_Photo labels with their boxes:_
====
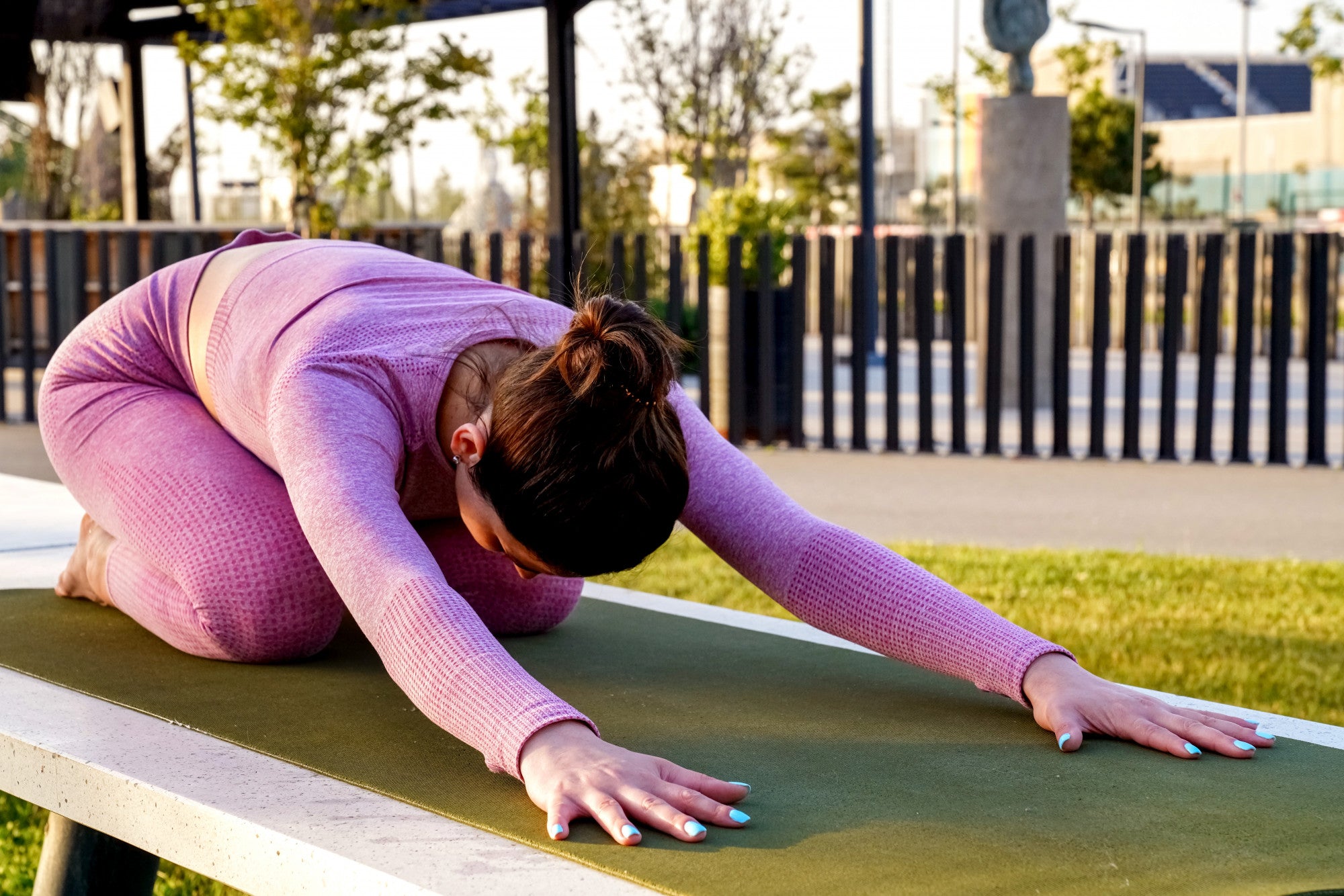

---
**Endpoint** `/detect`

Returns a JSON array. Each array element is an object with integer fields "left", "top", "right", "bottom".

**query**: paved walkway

[{"left": 0, "top": 424, "right": 1344, "bottom": 560}]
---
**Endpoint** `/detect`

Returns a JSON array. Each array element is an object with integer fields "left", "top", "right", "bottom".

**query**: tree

[
  {"left": 618, "top": 0, "right": 812, "bottom": 218},
  {"left": 177, "top": 0, "right": 489, "bottom": 231},
  {"left": 1278, "top": 0, "right": 1344, "bottom": 81},
  {"left": 769, "top": 83, "right": 859, "bottom": 224},
  {"left": 470, "top": 69, "right": 551, "bottom": 230}
]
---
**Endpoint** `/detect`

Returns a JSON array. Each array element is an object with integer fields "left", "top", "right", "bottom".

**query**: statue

[{"left": 985, "top": 0, "right": 1050, "bottom": 94}]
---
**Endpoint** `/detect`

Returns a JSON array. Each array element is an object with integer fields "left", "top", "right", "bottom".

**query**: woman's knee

[
  {"left": 473, "top": 567, "right": 583, "bottom": 634},
  {"left": 185, "top": 556, "right": 344, "bottom": 662}
]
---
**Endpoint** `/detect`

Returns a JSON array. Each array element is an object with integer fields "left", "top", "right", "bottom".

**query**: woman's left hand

[{"left": 1021, "top": 653, "right": 1274, "bottom": 759}]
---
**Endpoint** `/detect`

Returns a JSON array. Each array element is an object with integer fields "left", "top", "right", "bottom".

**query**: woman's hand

[
  {"left": 520, "top": 721, "right": 751, "bottom": 846},
  {"left": 1021, "top": 653, "right": 1274, "bottom": 759}
]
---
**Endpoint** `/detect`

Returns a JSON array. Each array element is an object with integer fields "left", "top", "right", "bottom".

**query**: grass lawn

[{"left": 0, "top": 532, "right": 1344, "bottom": 896}]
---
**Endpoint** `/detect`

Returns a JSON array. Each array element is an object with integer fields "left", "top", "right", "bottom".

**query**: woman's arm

[
  {"left": 672, "top": 387, "right": 1073, "bottom": 704},
  {"left": 671, "top": 387, "right": 1274, "bottom": 759},
  {"left": 267, "top": 368, "right": 591, "bottom": 778}
]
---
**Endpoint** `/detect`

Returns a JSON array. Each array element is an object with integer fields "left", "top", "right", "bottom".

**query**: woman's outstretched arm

[{"left": 671, "top": 387, "right": 1273, "bottom": 758}]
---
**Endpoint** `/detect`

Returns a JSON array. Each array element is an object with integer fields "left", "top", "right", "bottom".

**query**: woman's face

[
  {"left": 457, "top": 463, "right": 556, "bottom": 579},
  {"left": 452, "top": 412, "right": 560, "bottom": 579}
]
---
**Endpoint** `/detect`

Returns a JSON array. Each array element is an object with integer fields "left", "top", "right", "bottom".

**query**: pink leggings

[{"left": 39, "top": 258, "right": 583, "bottom": 662}]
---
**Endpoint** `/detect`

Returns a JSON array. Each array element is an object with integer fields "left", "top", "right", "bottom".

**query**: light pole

[
  {"left": 1074, "top": 19, "right": 1148, "bottom": 232},
  {"left": 948, "top": 0, "right": 961, "bottom": 234},
  {"left": 1236, "top": 0, "right": 1251, "bottom": 222}
]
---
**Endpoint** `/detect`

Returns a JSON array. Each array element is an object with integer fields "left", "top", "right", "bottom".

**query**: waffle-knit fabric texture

[{"left": 40, "top": 231, "right": 1062, "bottom": 776}]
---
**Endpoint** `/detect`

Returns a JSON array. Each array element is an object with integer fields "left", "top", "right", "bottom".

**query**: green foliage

[
  {"left": 601, "top": 532, "right": 1344, "bottom": 725},
  {"left": 177, "top": 0, "right": 489, "bottom": 230},
  {"left": 770, "top": 83, "right": 859, "bottom": 224},
  {"left": 1278, "top": 0, "right": 1344, "bottom": 79},
  {"left": 691, "top": 181, "right": 798, "bottom": 289},
  {"left": 965, "top": 46, "right": 1008, "bottom": 97},
  {"left": 0, "top": 793, "right": 47, "bottom": 896},
  {"left": 468, "top": 70, "right": 551, "bottom": 230},
  {"left": 1068, "top": 82, "right": 1167, "bottom": 224}
]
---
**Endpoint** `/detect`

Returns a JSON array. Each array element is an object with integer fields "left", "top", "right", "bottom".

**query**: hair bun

[{"left": 551, "top": 296, "right": 681, "bottom": 407}]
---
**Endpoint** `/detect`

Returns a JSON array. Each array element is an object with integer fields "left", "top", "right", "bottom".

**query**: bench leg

[{"left": 32, "top": 813, "right": 159, "bottom": 896}]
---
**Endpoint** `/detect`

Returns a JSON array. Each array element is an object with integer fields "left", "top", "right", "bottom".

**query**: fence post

[
  {"left": 634, "top": 234, "right": 649, "bottom": 305},
  {"left": 19, "top": 234, "right": 38, "bottom": 423},
  {"left": 817, "top": 234, "right": 836, "bottom": 449},
  {"left": 728, "top": 234, "right": 747, "bottom": 445},
  {"left": 610, "top": 234, "right": 625, "bottom": 298},
  {"left": 1121, "top": 234, "right": 1148, "bottom": 459},
  {"left": 985, "top": 234, "right": 1005, "bottom": 454},
  {"left": 1017, "top": 234, "right": 1036, "bottom": 457},
  {"left": 695, "top": 235, "right": 710, "bottom": 416},
  {"left": 1195, "top": 234, "right": 1223, "bottom": 461},
  {"left": 457, "top": 230, "right": 476, "bottom": 277},
  {"left": 1157, "top": 234, "right": 1189, "bottom": 461},
  {"left": 882, "top": 235, "right": 905, "bottom": 451},
  {"left": 1087, "top": 234, "right": 1110, "bottom": 458},
  {"left": 1050, "top": 234, "right": 1074, "bottom": 457},
  {"left": 489, "top": 230, "right": 504, "bottom": 283},
  {"left": 98, "top": 230, "right": 112, "bottom": 312},
  {"left": 546, "top": 236, "right": 571, "bottom": 305},
  {"left": 849, "top": 234, "right": 868, "bottom": 451},
  {"left": 1269, "top": 234, "right": 1296, "bottom": 463},
  {"left": 915, "top": 234, "right": 933, "bottom": 453},
  {"left": 667, "top": 234, "right": 685, "bottom": 336},
  {"left": 743, "top": 234, "right": 775, "bottom": 445},
  {"left": 1232, "top": 231, "right": 1257, "bottom": 463},
  {"left": 789, "top": 234, "right": 808, "bottom": 447},
  {"left": 942, "top": 234, "right": 966, "bottom": 454},
  {"left": 1306, "top": 234, "right": 1331, "bottom": 465},
  {"left": 517, "top": 230, "right": 532, "bottom": 293}
]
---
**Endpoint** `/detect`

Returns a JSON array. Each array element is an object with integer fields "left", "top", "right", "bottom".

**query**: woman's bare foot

[{"left": 56, "top": 513, "right": 117, "bottom": 607}]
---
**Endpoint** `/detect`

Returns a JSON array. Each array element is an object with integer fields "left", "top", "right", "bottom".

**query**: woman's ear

[{"left": 449, "top": 423, "right": 485, "bottom": 466}]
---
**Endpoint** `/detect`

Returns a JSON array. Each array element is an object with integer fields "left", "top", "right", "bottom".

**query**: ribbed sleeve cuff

[
  {"left": 485, "top": 701, "right": 602, "bottom": 780},
  {"left": 993, "top": 638, "right": 1078, "bottom": 709}
]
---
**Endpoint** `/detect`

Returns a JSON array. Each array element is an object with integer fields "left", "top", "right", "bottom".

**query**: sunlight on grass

[{"left": 598, "top": 532, "right": 1344, "bottom": 725}]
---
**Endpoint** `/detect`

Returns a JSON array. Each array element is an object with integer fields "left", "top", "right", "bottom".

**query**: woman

[{"left": 40, "top": 231, "right": 1271, "bottom": 845}]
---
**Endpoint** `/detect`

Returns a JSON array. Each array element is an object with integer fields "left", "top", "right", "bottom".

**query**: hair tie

[{"left": 621, "top": 386, "right": 653, "bottom": 407}]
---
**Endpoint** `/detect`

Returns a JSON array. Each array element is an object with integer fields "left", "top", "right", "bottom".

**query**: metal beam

[
  {"left": 546, "top": 0, "right": 583, "bottom": 304},
  {"left": 851, "top": 0, "right": 878, "bottom": 357},
  {"left": 121, "top": 40, "right": 149, "bottom": 222}
]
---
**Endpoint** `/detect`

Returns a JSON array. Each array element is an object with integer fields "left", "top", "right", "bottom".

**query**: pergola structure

[{"left": 0, "top": 0, "right": 589, "bottom": 292}]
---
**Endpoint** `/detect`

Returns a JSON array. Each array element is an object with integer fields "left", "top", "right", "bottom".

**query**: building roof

[{"left": 1116, "top": 56, "right": 1312, "bottom": 121}]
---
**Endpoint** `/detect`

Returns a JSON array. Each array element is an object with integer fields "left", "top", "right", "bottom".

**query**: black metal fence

[{"left": 0, "top": 226, "right": 1344, "bottom": 465}]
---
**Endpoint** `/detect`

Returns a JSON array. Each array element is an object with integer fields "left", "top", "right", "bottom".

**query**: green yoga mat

[{"left": 0, "top": 591, "right": 1344, "bottom": 896}]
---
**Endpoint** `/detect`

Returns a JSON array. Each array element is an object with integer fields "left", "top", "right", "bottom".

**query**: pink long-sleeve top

[{"left": 206, "top": 232, "right": 1067, "bottom": 776}]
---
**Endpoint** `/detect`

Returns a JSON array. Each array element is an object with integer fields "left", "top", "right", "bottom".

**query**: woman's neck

[{"left": 435, "top": 339, "right": 527, "bottom": 457}]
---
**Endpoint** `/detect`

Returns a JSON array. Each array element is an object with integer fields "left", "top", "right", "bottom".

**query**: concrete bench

[{"left": 0, "top": 476, "right": 1344, "bottom": 896}]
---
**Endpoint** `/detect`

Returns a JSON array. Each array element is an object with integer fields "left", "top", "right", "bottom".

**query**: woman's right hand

[{"left": 519, "top": 721, "right": 751, "bottom": 846}]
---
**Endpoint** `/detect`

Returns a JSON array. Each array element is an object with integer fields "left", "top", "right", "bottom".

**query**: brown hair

[{"left": 472, "top": 296, "right": 689, "bottom": 575}]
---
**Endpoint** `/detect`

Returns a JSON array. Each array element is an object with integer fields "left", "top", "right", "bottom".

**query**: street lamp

[{"left": 1073, "top": 19, "right": 1148, "bottom": 231}]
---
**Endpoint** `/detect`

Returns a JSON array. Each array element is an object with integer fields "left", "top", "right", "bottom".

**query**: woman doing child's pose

[{"left": 40, "top": 231, "right": 1273, "bottom": 845}]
====
State how many lines of the listing contain the string "pink". Give only the number.

2